START Reading passage

After a spike in drug overdose deaths and suicides during the COVID-19 pandemic, U.S. Sen. Kirsten Gillibrand is requesting billions in funding for a federal agency that aims to prevent and treat mental illnesses and substance abuse disorders.
Gillibrand, D-N.Y., sent a letter to the leaders of the Senate Health, Education, Labor and Pensions Committee urging them to include $10 billion for the Substance Abuse and Mental Health Services Administration in the next COVID-19 relief bill.
President Joe Biden and congressional leaders are working on a new $1.9 trillion relief package. Biden has released his proposal, but Congress could add funding for mental health and substance abuse services in the final legislation.
Half the funding would support the Community Mental Health Services Block Grant program, while the other $5 billion would boost the Substance Abuse Prevent and Treatment Block Grant program. Both programs provide direct aid to states for mental health services and substance abuse treatment.
"The pandemic has exacerbated New York's addiction crisis and we must do more to address the troubling trend of high rates of mental health and substance use disorders," Gillibrand said in a statement. "Many mental health care and substance use disorder support services are faced with the heavy burden of helping Americans in need with limited resources. Shoring up SAMHSA with robust funding in the next package would ensure resources are available to those recovering from substance use and help save lives."
The surge in mental health crises and substance abuse has been observed nationwide, including in Cayuga County. Dr. Adam Duckett, the county coroner, told The Citizen that drug overdoses and suicides rose in 2020.
That's a familiar trend. Gillibrand cited the Centers for Disease Control and Prevention, which reported more than 81,000 drug overdose deaths in the U.S. between July 2019 and June 2020. It's the highest number of overdose deaths reported in a 12-month period, according to the senator.
Mental health is also a concern amid the pandemic. Nearly one-third of Americans said they had symptoms of anxiety or depression. More than 20% of that group said they needed but weren't receiving mental health services.
"As COVID-19 continues into the new year, we must not lose sight of the addiction and mental health crisis we faced before the onset of the pandemic, and which has only been exacerbated by it," Gillibrand wrote in her letter. "These behavioral and mental health services are crucial to save lives and improve Americans' well-being."

END Reading passage
START Data section

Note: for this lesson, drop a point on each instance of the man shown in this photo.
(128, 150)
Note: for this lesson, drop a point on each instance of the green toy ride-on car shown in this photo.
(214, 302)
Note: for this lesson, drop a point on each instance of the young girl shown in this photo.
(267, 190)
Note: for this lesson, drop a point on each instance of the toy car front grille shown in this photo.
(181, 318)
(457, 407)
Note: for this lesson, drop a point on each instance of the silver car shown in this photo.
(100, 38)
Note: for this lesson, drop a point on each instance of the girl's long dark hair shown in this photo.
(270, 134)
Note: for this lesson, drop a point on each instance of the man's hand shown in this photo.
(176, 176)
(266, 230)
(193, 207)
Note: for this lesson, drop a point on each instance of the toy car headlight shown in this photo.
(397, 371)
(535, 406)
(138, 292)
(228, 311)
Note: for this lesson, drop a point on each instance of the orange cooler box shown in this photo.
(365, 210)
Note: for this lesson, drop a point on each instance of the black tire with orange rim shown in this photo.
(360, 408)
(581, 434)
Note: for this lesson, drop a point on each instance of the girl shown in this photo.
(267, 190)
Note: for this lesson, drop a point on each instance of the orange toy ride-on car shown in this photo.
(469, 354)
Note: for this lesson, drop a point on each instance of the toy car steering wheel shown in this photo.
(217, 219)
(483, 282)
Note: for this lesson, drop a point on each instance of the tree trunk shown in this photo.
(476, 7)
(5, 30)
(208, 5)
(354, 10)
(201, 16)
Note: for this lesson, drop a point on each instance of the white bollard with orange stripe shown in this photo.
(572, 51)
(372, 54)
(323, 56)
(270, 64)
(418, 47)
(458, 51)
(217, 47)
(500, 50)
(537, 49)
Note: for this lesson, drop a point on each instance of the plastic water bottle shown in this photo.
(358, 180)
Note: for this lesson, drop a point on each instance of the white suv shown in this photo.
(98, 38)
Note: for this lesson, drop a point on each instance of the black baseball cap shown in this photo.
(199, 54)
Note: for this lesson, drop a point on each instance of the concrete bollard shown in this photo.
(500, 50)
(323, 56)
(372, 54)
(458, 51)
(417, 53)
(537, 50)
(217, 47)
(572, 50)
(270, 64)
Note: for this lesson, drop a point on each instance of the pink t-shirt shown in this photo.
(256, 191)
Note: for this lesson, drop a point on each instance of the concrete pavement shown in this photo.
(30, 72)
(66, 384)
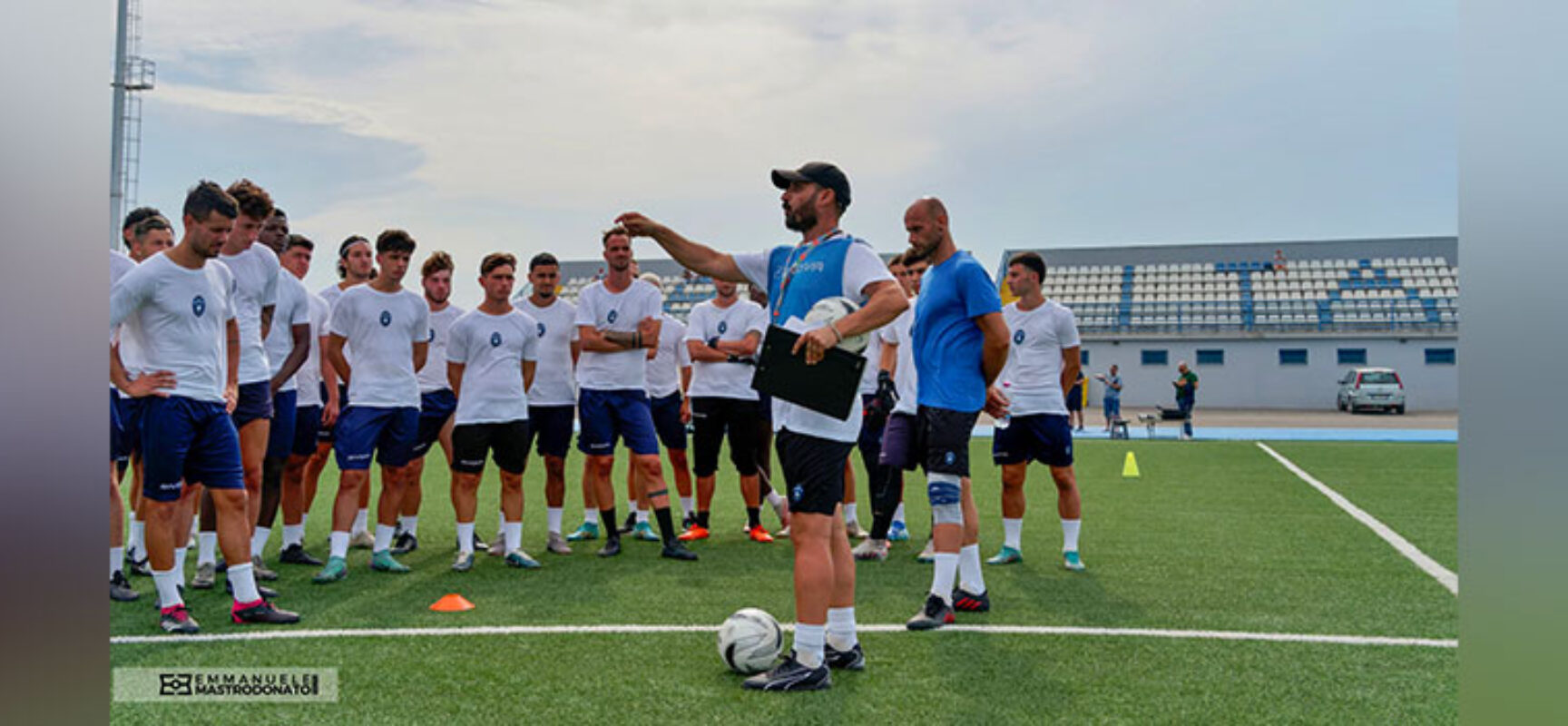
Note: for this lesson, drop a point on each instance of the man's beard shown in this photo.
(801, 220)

END Data section
START Data section

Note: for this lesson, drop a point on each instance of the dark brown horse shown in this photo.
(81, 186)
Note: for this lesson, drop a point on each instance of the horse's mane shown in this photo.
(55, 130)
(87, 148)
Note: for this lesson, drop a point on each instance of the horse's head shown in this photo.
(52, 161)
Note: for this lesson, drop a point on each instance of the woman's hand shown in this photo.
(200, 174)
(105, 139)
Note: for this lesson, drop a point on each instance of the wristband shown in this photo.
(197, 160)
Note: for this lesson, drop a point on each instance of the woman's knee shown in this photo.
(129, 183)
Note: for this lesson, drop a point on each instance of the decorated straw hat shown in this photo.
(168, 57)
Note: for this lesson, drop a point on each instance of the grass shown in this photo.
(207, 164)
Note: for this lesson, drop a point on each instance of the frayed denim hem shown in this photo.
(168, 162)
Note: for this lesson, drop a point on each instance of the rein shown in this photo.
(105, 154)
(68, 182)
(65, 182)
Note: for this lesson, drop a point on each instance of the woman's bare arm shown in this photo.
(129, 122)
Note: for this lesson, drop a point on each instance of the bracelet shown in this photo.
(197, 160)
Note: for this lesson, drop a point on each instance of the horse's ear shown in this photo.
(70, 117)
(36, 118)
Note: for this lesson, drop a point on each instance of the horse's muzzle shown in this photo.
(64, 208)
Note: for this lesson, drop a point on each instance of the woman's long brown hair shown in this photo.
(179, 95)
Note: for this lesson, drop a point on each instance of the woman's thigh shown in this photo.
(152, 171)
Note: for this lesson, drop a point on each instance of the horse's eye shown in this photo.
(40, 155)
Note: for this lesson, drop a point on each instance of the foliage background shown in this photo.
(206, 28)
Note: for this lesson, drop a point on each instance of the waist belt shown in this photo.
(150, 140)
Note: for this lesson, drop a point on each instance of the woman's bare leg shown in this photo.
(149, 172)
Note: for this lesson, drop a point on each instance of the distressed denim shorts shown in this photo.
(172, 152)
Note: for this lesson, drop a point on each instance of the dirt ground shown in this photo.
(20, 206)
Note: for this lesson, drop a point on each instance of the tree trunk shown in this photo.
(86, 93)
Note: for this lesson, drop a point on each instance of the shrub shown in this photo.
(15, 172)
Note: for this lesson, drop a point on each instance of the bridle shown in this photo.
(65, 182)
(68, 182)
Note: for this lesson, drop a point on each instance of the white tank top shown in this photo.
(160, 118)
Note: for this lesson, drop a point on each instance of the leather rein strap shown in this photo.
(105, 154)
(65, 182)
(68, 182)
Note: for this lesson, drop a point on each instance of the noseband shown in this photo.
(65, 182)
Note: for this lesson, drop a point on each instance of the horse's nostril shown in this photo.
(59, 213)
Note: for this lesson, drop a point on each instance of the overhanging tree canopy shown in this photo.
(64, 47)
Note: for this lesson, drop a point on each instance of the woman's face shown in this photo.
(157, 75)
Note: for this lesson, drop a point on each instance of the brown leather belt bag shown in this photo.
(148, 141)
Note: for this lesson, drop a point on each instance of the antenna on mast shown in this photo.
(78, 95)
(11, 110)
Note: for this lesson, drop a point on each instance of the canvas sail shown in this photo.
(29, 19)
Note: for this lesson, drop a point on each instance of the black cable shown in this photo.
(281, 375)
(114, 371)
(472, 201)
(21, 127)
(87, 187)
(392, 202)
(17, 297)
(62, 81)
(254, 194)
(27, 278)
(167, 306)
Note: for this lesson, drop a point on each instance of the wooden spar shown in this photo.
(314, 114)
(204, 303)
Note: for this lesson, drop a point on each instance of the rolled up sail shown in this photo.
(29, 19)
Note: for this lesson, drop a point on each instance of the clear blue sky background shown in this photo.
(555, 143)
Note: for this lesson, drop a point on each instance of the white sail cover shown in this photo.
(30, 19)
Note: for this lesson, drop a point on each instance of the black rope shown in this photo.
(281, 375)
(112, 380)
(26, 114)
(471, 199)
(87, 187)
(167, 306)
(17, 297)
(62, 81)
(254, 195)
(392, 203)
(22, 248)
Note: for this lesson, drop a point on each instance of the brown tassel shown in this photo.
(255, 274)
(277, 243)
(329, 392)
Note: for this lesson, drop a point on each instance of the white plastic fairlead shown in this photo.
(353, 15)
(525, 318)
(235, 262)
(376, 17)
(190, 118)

END Data section

[Questions on the material]
(1) Can you set down the passage of the article on SAMHSA funding word for word, from "The surge in" to "mental health services."?
(2) Which people does the article on SAMHSA funding mention by name?
This data has nothing to do with the article on SAMHSA funding.

[Outputs by task]
(1)
The surge in mental health crises and substance abuse has been observed nationwide, including in Cayuga County. Dr. Adam Duckett, the county coroner, told The Citizen that drug overdoses and suicides rose in 2020.
That's a familiar trend. Gillibrand cited the Centers for Disease Control and Prevention, which reported more than 81,000 drug overdose deaths in the U.S. between July 2019 and June 2020. It's the highest number of overdose deaths reported in a 12-month period, according to the senator.
Mental health is also a concern amid the pandemic. Nearly one-third of Americans said they had symptoms of anxiety or depression. More than 20% of that group said they needed but weren't receiving mental health services.

(2)
Kirsten Gillibrand
Joe Biden
Adam Duckett